7Je dirais qu’au Brésil – et avec toutes les nuances qui doivent être faites concernant les différents groupes sociaux qui composent ce que nous pouvons appeler, avec beaucoup de bonne volonté, société brésilienne – la relation des élites à la langue passe par sa destruction systématique. Ceci est directement lié à l’auto-condescendance avec laquelle ces mêmes élites avalisent ce qu’il est conventionnel d’appeler « culture brésilienne ». Il est fréquent d’entendre, dans les bouches les moins suspectes, que le portugais du Brésil est plus riche, plus vif et plus doux, plus tout enfin si bien que le superlatif n’est pas la conséquence d’un effort comparatif quelconque : c’est « plus » parce que nous sommes « plus » et voilà tout. En vérité, une oreille attentive percevrait que nous nous dirigeons vers une simplification effrayante de la langue, éliminant les temps verbaux ; ne respectant aucune forme de concordance, ignorant que la grammaire demeure ce qui est capable de traduire la richesse de la langue et non pas un ensemble de règles obscures qui gênent notre vie et celle de nos enfants...
________________________________________
__Consignes de l'exercice__
a: D'après l'extrait sur la langue au Brésil, vers quoi une oreille attentive percevrait-elle que l'on se dirige ?
b: Poursuivez l'extrait sur la langue au Brésil à partir de sa dernière phrase.
Le matériel qui suit est sans rapport avec l'extrait sur la langue au Brésil.

__Matériel fourni__
________________________________________
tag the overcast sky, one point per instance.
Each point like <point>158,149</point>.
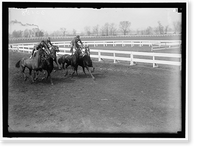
________________________________________
__Réponses attendues__
a: Vers une simplification effrayante de la langue.

b:
8Nos élites réussissent le double exploit de parler un portugais médiocre et de se poser en exemple, dans l’utilisation de ce portugais, à l’ensemble de la population, exposée à un système éducatif tout aussi médiocre. Le « parler erroné » facilite la localisation des individus dans une pyramide sociale cruelle, devant une élite qui se vante, également, de « parler erroné » (par rapport à la norme culte) et méprise tout type d’effort intellectuel d’amélioration du langage dans la vie quotidienne.
IV
9Au Portugal, la situation pourrait être différente. Finalement, de tous les pays de langue portugaise, il s’agit, sans aucun doute, du plus égalitaire. Néanmoins, les choses sont différentes. Je ne vais pas ici entrer dans le débat sur la place que la diversité régionale joue dans l’usage social de la langue, imaginant qu’il s’agit d’un univers extrêmement riche puisque la diversité régionale du portugais péninsulaire est assurément impressionnante. Ce qui retient mon attention ici est la relation qui s’établit entre les lusophones d’autres pays, en particulier de ceux du Brésil.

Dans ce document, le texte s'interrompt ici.